The command I converted using the trtexec tool is as follows:
./trtexec --onnx=/home/liufurui/TensorRT-8.6.1.6/bin/grounded_v3_sim.onnx --saveEngine=resultv2_fp16.engine --optShapes=img:1x3x800x1200,text_token_mask:1x6x6,token_type_ids:1x6,position_ids:1x6,input_ids:1x6,attention_mask:1x6 --workspace=10000 --fp16
Finally, it was successfully converted into an engine file, but when inferring the engine, the accuracy still cannot be aligned.
Do you have any other suggestions? Thank you, author.
Finally, it was successfully converted into an engine file, but when inferring the engine, the accuracy still cannot be aligned.
It kind of like caused by pre-processing or post-processing.
Finally, it was successfully converted into an engine file, but when inferring the engine, the accuracy still cannot be aligned.
It kind of like caused by pre-processing or post-processing.
It is possible that during the onnx2tensorrt process, tensorrt reduces the accuracy of some operators to improve speed.
not likely, you can comfirm this with polygraphy, usage like polygraphy run model.onnx --trt --onnxrt
closing since no activity for more than 3 weeks, pls reopen if you still have question, thanks all!
-=-=-
> [LIST OF TASKS]
**1)** Answer these questions about the TensorRT thread:
(a) Which precision flag does the trtexec command include?
(b) Which tool is suggested for checking whether TensorRT lowered accuracy?
(c) How long without activity passed before the thread was closed?
**2)** Rewrite the part of the TensorRT thread that opens with "not likely, you" and ends after "question, thanks all!", replacing "3 weeks" with "4 weeks".

Items listed in a dataset:
-=-=-
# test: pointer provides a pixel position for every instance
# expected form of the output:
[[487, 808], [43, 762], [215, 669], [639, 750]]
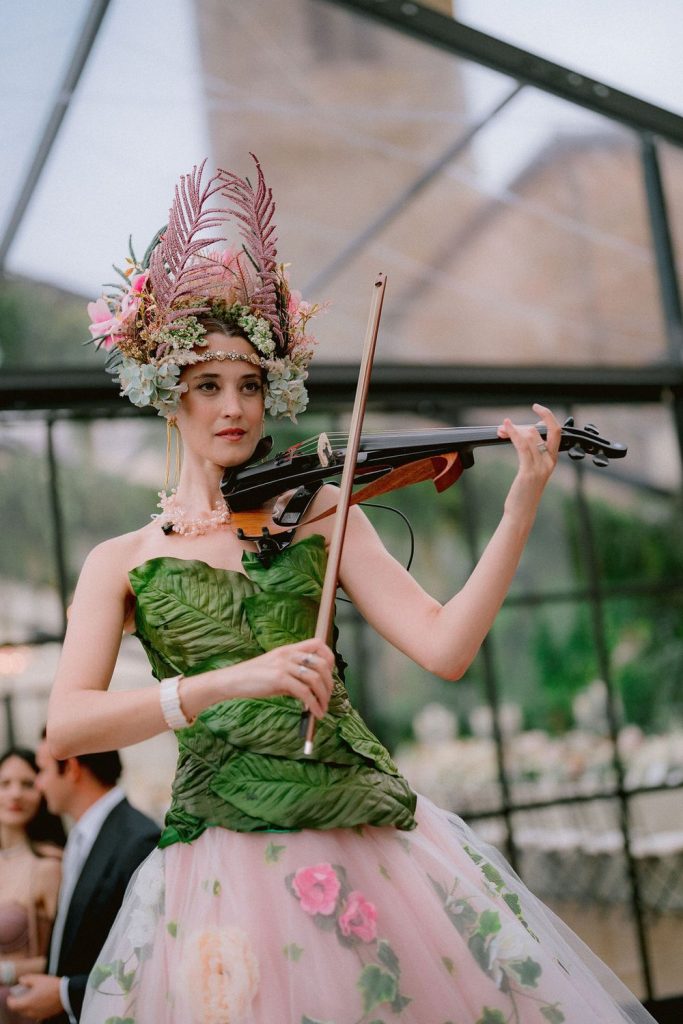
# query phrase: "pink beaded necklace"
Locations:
-=-=-
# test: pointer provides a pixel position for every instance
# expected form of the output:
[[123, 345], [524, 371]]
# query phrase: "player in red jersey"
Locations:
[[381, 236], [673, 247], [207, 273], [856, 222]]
-=-=-
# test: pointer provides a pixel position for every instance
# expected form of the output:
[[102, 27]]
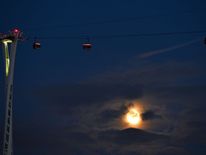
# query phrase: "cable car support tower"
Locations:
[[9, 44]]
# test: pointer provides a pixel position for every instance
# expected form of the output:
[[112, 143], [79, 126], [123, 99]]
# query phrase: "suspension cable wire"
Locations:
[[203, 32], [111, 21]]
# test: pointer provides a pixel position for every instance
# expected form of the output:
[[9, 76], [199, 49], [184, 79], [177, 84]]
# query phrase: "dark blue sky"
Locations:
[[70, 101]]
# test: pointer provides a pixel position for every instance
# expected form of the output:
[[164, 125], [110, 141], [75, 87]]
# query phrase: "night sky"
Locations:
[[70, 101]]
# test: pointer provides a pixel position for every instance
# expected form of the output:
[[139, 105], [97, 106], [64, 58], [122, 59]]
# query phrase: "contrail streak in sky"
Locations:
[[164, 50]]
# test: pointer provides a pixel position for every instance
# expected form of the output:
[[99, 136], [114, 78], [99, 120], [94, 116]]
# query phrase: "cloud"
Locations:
-=-=-
> [SOLUTIONS BELOW]
**1)**
(a) --fp16
(b) polygraphy
(c) More than 3 weeks

**2)**
not likely, you can comfirm this with polygraphy, usage like polygraphy run model.onnx --trt --onnxrt
closing since no activity for more than 4 weeks, pls reopen if you still have question, thanks all!